- [Problem statement]:
Copy each line in the data below that contains the word "player".
Available data below:
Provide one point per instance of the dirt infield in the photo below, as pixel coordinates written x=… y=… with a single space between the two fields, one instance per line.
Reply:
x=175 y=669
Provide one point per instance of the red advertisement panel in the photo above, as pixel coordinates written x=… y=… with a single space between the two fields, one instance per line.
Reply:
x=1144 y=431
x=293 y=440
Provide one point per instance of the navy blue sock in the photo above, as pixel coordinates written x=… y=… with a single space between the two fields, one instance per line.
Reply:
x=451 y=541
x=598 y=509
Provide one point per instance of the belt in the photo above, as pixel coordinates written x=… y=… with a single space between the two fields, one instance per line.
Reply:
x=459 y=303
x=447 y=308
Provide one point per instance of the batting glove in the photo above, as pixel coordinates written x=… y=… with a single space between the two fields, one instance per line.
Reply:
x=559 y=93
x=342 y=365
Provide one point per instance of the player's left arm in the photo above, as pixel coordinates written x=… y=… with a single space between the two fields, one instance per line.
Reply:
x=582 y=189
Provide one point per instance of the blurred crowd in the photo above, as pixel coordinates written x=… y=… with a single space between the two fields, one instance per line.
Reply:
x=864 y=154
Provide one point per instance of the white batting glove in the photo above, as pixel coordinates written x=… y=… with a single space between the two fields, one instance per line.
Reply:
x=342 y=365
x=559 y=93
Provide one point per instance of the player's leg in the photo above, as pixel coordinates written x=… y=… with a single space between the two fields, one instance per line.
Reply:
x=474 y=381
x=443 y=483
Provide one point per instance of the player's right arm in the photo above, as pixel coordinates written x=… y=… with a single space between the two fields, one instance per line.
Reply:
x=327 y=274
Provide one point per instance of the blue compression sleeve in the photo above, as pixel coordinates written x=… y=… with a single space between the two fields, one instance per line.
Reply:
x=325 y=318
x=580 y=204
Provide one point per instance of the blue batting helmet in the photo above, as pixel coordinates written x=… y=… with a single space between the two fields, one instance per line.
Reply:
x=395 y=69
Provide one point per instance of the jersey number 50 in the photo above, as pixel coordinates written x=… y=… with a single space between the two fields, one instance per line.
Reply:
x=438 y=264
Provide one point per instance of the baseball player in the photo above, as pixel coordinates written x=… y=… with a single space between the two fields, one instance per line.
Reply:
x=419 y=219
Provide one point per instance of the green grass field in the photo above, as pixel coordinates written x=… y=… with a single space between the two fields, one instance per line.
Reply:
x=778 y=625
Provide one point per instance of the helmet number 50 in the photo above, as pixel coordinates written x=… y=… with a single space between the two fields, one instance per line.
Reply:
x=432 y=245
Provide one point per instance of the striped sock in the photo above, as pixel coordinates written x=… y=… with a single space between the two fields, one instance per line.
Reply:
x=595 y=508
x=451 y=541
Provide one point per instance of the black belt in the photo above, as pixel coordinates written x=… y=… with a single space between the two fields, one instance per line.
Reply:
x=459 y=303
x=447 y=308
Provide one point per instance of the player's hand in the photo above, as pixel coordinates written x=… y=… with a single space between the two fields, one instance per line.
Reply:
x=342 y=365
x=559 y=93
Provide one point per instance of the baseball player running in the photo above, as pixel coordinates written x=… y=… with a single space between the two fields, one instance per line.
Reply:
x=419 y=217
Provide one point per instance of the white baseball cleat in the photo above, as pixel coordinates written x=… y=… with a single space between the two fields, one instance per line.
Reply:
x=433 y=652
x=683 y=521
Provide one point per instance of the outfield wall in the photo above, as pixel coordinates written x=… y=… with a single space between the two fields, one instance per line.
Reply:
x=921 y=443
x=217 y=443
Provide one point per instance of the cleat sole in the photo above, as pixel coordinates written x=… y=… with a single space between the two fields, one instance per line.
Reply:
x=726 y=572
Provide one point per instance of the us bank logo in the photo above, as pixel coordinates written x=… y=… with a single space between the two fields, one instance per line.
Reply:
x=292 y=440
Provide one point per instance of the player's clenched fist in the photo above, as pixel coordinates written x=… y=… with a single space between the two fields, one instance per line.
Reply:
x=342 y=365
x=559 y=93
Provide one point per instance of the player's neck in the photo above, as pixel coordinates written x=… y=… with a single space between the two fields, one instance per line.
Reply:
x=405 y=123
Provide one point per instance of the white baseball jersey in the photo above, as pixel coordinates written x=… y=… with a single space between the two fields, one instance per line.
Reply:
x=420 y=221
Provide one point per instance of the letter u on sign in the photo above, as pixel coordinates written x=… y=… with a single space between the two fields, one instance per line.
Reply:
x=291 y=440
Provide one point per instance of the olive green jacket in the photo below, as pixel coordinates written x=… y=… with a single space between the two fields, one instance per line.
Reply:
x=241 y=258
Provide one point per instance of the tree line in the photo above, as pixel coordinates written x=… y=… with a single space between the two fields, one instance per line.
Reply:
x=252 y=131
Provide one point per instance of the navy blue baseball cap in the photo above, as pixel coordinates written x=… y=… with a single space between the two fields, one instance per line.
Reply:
End of Available data.
- [Answer for this exercise]:
Provide one point per instance of the player's left arm in the photo above, as pixel coordinates written x=… y=… with a single space between the two fields, one instance per line.
Provide one point per instance of the player's leg in the photo above, as pixel coordinates written x=… y=… with a single space between the two fields, one instance per line.
Provide one point per instance of the player's right arm in the photo above, as pixel coordinates written x=… y=… with a single space between the two fields, one instance per line.
Provide one point per instance of the baseball player in the photo above, as pixel coordinates written x=… y=… with a single space between the two fields, one instance per line.
Provide one point per instance of the player's hand in the photo above, as pixel coordinates written x=… y=… with a single space between the two fields, one instance per line.
Provide one point per instance of the baseball player running in the photo above, as pixel coordinates written x=… y=… with a single space between the two fields, one instance per line.
Provide one point per instance of the player's clenched fist in the photo above, as pixel coordinates written x=… y=… with a single space between the two fields, one instance per line.
Provide one point per instance of the player's neck in the photo above, as pixel coordinates written x=… y=… with a single space between the two fields, one instance per line.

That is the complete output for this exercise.